**PROBLEM DETAILS**.
Which lines in the entries below contain the string "paper", with case counting? Extract every such line in full.

**SUPPLIED RECORDS**.
<<<<
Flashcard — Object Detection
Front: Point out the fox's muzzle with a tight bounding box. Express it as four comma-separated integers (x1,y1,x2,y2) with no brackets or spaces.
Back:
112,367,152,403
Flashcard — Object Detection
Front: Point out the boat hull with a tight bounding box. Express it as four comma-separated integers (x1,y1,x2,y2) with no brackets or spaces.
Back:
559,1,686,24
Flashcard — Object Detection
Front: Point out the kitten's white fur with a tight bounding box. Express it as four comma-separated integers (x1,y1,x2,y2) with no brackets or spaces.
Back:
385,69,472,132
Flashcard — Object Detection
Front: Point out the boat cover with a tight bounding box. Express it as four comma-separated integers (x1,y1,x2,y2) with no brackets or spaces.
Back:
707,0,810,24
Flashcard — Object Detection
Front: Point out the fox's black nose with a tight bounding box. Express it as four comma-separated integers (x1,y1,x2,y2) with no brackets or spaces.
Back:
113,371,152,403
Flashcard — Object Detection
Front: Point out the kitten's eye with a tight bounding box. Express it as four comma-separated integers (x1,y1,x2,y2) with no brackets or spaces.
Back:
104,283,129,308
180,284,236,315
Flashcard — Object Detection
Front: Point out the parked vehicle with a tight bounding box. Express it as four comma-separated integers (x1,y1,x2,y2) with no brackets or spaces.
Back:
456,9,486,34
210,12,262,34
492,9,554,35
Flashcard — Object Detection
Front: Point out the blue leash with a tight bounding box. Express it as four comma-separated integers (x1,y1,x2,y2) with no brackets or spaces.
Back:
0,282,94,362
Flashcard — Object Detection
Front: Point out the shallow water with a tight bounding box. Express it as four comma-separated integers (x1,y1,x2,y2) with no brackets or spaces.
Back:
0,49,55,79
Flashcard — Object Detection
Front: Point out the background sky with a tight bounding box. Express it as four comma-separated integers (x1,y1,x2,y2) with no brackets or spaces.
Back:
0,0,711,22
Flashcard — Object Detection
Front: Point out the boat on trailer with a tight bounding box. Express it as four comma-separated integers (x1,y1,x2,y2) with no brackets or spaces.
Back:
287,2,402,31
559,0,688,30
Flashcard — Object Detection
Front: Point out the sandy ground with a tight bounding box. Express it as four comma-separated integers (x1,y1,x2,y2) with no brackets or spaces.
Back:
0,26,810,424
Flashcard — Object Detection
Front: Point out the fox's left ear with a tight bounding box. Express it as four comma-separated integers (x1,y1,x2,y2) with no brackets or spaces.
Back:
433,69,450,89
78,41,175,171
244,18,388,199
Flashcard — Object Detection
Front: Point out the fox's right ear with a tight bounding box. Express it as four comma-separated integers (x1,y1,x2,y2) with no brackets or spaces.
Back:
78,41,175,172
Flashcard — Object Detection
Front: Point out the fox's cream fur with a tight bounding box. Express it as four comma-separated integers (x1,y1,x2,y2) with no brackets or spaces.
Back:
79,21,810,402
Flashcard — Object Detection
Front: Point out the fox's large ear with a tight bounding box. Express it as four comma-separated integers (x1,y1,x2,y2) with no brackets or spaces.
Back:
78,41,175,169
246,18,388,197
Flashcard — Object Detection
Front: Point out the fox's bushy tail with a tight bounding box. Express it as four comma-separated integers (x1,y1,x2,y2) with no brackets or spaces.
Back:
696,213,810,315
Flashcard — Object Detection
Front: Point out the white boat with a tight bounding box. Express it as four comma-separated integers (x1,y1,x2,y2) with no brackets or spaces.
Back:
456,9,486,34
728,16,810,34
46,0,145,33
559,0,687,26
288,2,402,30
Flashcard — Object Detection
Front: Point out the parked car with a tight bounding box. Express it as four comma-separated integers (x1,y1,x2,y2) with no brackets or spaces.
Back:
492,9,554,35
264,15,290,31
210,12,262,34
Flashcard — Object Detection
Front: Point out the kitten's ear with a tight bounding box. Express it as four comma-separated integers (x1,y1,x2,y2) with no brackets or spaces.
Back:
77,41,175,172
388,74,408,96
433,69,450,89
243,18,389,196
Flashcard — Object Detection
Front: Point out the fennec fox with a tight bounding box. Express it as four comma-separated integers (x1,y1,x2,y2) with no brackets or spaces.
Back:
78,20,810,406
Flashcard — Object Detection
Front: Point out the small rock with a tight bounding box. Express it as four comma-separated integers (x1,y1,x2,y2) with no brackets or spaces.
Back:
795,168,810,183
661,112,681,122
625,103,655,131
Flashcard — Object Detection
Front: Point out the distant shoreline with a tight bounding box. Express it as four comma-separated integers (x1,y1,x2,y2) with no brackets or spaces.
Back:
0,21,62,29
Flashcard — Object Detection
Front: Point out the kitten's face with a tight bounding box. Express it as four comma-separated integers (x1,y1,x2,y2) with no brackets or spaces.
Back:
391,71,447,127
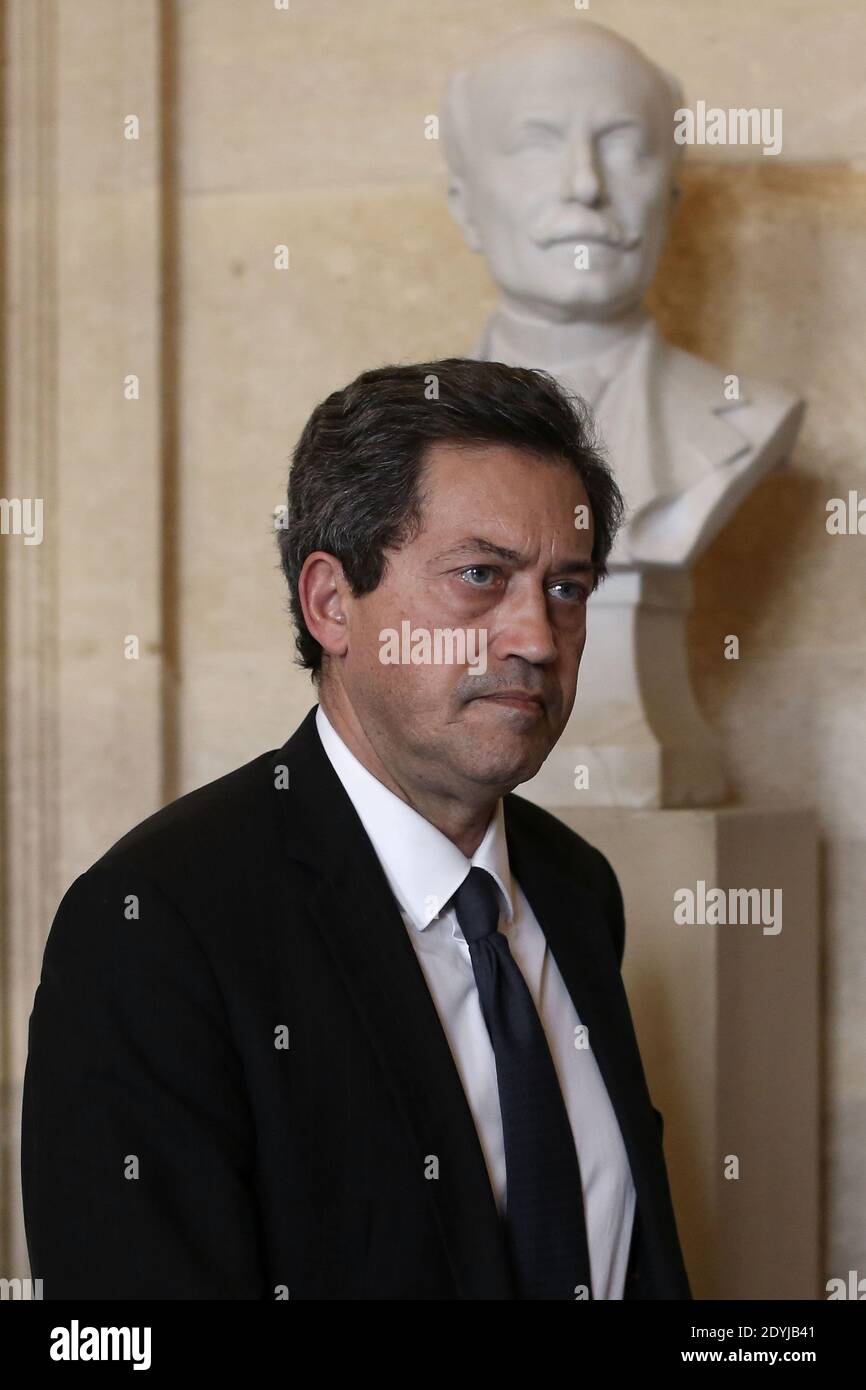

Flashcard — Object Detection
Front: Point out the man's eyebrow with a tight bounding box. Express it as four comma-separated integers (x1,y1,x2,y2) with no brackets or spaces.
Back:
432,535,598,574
>>>>
<<<<
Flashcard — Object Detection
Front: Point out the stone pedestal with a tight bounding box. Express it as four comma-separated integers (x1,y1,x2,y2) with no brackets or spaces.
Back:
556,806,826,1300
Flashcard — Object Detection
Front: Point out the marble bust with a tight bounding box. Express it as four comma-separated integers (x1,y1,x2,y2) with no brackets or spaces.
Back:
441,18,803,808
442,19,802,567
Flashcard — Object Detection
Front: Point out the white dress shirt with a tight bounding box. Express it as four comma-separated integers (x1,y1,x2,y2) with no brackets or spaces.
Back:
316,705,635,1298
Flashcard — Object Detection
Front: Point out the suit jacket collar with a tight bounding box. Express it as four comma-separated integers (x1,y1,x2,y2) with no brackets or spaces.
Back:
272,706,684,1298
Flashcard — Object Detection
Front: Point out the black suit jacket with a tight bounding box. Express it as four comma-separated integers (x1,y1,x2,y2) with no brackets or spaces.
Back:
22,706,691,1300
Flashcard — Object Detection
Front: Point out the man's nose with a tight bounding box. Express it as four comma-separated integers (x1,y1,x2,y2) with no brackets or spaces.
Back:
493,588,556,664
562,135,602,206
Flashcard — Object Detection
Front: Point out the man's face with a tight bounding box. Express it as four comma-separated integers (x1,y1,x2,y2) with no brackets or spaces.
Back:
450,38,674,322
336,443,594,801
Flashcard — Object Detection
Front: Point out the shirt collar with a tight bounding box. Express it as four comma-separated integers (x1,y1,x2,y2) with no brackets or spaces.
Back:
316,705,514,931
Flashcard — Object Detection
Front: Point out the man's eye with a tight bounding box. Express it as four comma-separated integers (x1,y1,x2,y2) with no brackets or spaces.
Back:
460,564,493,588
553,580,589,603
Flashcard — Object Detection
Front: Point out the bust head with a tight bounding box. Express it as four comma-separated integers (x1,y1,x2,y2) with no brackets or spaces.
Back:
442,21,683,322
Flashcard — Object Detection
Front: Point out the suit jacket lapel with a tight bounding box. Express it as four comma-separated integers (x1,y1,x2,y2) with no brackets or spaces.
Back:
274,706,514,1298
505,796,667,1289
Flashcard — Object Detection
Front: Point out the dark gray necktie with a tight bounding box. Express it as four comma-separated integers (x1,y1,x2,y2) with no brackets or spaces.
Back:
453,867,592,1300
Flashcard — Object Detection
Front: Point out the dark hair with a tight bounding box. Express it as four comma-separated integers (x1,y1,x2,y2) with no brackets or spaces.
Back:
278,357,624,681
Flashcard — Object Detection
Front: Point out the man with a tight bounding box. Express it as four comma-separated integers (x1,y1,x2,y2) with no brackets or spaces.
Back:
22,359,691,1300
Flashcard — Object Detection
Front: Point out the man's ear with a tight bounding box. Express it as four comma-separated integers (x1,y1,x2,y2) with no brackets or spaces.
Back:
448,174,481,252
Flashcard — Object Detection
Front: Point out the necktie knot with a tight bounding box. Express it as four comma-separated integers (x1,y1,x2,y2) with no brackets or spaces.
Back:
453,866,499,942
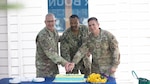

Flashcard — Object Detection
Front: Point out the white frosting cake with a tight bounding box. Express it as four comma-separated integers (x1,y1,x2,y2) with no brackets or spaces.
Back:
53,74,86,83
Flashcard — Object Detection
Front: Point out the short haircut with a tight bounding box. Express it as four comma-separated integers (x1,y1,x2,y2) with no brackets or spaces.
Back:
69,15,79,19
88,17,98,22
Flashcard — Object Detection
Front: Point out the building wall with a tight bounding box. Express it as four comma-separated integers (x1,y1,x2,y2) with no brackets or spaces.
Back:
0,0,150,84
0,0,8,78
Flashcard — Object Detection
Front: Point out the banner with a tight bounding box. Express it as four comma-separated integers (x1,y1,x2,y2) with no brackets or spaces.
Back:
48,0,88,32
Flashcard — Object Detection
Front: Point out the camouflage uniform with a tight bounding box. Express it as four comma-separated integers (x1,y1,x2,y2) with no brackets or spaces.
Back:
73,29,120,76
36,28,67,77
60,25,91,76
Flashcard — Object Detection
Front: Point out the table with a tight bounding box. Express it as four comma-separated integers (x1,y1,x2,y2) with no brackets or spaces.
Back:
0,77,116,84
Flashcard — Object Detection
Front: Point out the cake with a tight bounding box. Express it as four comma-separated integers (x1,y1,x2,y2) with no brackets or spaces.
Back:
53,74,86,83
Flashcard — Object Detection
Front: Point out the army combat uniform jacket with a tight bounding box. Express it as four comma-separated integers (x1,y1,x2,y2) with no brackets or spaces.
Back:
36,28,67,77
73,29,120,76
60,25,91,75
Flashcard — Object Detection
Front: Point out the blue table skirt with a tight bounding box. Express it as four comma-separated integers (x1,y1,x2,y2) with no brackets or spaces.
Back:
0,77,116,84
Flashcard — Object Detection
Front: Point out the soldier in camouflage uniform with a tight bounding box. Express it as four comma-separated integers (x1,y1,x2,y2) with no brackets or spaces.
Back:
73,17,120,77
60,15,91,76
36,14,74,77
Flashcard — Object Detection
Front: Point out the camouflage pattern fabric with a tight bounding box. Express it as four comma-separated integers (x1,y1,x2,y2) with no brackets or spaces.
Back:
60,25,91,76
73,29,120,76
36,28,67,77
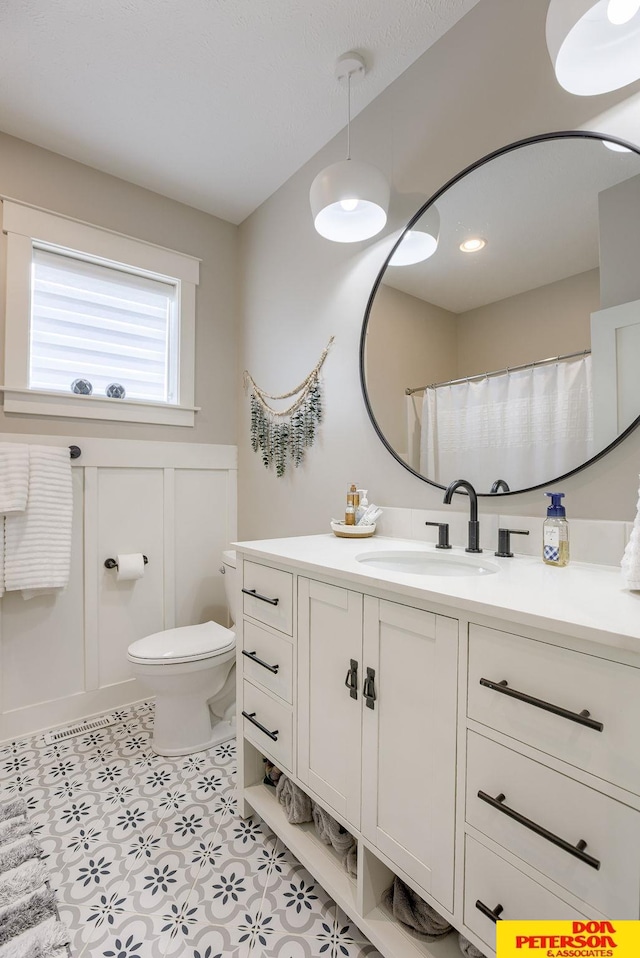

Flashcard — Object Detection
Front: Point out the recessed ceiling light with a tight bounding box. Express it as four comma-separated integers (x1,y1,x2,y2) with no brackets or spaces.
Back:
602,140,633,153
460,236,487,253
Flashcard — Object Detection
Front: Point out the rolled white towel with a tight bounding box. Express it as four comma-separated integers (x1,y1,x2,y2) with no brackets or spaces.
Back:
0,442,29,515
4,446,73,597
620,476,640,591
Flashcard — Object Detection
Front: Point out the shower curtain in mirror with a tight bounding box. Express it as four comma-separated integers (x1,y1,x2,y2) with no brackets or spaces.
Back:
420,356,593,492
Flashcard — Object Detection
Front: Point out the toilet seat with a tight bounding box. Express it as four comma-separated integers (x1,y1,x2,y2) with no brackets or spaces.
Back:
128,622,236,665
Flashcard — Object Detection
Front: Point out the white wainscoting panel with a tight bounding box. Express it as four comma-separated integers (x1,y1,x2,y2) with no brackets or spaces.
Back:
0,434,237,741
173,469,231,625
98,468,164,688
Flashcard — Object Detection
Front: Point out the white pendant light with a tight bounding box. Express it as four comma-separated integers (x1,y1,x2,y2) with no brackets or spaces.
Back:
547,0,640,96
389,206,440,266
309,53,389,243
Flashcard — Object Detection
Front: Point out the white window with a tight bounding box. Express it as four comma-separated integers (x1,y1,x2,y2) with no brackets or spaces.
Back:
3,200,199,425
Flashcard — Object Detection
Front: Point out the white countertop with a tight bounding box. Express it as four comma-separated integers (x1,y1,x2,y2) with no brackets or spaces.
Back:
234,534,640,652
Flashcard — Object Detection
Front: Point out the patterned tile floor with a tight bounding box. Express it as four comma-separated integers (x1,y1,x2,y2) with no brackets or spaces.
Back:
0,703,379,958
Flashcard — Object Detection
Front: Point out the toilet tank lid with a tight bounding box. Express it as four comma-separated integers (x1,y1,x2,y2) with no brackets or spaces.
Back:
>>>>
<<<<
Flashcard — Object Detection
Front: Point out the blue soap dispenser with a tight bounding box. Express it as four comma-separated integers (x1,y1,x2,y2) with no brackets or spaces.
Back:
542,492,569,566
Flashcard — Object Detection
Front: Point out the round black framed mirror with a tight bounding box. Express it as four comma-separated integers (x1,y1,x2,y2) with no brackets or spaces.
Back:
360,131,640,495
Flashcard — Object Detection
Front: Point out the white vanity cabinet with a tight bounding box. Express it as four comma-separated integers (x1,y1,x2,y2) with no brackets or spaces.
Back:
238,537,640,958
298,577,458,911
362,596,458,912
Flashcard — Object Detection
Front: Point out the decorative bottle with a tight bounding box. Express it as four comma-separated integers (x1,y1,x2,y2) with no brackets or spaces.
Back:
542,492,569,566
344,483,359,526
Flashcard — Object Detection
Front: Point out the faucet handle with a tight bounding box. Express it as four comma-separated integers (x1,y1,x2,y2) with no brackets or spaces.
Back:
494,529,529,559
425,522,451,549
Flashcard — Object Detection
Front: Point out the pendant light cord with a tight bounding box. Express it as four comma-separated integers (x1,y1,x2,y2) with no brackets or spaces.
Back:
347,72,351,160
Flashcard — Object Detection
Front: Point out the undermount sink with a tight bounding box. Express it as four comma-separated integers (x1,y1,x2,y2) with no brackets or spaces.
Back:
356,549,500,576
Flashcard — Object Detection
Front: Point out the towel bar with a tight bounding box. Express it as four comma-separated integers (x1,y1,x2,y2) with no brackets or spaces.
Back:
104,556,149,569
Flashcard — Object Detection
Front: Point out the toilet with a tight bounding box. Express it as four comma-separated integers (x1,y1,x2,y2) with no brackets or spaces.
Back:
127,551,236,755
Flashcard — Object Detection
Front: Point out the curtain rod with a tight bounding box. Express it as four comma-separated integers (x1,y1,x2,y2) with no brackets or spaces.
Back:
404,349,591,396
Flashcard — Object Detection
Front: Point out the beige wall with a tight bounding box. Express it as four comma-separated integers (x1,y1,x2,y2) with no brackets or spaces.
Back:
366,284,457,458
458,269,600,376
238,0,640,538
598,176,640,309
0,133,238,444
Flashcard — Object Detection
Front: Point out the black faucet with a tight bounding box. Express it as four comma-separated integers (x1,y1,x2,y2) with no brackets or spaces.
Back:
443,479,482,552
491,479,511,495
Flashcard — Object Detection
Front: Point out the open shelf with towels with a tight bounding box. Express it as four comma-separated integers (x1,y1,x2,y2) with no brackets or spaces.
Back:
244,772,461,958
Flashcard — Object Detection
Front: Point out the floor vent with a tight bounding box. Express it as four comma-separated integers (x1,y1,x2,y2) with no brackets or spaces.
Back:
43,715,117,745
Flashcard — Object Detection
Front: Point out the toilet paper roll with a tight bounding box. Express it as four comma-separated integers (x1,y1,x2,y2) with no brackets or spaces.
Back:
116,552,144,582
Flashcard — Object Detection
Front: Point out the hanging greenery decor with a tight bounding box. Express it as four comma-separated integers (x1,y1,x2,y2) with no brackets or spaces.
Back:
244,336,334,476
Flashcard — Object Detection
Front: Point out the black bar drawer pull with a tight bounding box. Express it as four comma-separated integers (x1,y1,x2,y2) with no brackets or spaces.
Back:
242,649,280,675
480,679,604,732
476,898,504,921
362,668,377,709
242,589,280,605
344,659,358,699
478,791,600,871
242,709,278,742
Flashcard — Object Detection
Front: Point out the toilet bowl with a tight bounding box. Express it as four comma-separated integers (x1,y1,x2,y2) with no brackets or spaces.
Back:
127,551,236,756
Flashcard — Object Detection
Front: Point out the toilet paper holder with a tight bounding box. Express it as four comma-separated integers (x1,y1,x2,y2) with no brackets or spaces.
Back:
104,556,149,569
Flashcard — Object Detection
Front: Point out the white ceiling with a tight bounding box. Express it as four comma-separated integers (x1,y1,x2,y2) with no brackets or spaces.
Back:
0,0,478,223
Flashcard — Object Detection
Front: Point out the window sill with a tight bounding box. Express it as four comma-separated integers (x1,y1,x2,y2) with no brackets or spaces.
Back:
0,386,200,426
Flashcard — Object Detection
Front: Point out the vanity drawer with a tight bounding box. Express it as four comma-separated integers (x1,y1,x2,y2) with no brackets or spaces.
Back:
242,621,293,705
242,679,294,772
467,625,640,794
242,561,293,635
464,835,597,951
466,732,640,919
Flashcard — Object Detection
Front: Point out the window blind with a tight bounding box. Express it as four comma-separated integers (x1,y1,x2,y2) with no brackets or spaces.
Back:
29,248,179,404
>>>>
**FULL ANSWER**.
Front: Point out the toilet paper roll with a tight bounding box. Express it as four comma-separated integers (x1,y1,x2,y2) with no brackets or spaces.
Front: Point out the toilet paper holder with a tight bounding box. Express it as four comma-separated integers (x1,y1,x2,y2) with no brackets or spaces.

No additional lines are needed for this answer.